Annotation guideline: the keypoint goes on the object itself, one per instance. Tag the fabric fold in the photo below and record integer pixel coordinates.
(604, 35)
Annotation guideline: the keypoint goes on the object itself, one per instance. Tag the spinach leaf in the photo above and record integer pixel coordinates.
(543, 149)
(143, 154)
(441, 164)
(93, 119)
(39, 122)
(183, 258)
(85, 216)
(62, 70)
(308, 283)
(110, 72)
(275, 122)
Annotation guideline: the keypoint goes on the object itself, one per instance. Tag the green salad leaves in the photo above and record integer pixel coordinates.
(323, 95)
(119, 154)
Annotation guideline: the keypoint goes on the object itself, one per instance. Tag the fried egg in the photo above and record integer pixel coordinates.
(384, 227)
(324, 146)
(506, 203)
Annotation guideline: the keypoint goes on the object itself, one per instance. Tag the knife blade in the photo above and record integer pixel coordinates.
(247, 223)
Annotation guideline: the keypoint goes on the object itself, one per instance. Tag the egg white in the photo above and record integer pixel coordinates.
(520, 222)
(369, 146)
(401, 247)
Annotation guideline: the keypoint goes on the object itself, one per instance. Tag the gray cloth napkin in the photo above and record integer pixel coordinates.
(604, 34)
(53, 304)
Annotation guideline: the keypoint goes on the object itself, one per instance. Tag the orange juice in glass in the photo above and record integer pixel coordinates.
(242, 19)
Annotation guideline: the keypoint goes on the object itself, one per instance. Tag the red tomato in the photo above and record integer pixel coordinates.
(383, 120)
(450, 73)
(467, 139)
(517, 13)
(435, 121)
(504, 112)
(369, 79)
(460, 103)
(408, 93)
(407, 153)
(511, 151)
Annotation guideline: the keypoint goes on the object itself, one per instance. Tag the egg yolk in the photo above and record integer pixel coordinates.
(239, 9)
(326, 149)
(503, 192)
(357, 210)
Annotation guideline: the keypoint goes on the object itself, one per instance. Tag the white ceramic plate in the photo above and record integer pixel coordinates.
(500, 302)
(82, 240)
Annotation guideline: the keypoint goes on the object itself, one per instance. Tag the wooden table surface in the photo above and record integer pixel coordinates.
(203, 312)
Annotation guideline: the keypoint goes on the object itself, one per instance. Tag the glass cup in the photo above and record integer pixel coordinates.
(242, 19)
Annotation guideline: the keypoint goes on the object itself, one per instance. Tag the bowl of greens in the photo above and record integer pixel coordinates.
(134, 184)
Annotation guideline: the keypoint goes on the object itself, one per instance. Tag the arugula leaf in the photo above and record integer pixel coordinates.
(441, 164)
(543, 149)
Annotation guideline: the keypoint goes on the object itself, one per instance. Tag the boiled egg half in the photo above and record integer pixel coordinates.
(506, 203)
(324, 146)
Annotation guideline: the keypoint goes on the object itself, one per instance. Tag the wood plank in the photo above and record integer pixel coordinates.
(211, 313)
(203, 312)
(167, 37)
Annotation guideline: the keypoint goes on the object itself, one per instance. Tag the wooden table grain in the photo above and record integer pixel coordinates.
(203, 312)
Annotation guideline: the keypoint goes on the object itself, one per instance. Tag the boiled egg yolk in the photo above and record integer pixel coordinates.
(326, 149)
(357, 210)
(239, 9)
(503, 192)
● ● ● ●
> **WHAT NEEDS TO BE DONE**
Give back exactly the lines that run from the line with "Tag the arugula" through the close of the material, counting both ends, and nothing more.

> **EXERCISE RESPONSE**
Annotation guideline: the keypoint goes on the object itself, one per instance. Tag the arugula leaf in the photo above and record integer pixel coordinates.
(441, 164)
(543, 149)
Annotation guideline: the keypoint goes on the object itself, one per instance. Tag the boiled egg half in the photo above and record integer pixel coordinates.
(506, 203)
(324, 146)
Annotation guideline: the keypoint goes on the object itself, one per instance. Tag the wood plank in the photo above and record integer pixel coordinates.
(211, 313)
(203, 312)
(167, 37)
Annotation guideline: the keypoint goes on the object itself, one per instance. Tag the wooden table grain in the photo above and record integer pixel coordinates.
(203, 312)
Annotation guideline: the keypoint goes on the object itself, one per instance. Tag the boiled egg yolk in the photo above and record integer pixel coordinates.
(326, 149)
(357, 210)
(239, 9)
(503, 192)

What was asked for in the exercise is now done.